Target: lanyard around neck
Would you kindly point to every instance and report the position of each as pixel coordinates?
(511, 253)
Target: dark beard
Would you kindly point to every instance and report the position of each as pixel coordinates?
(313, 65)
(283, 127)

— WORK TO COMPLETE —
Rewrite all of the lines above, changing "pixel coordinates" to "image coordinates" wherever it occurs and leaving everything else as it is.

— CORRECT RESPONSE —
Target: lanyard around neck
Would you kindly point to every instance and report the position of each as image coordinates?
(511, 253)
Target: dark beard
Would you kindly point to every instance and report the position of each as image coordinates?
(313, 65)
(283, 127)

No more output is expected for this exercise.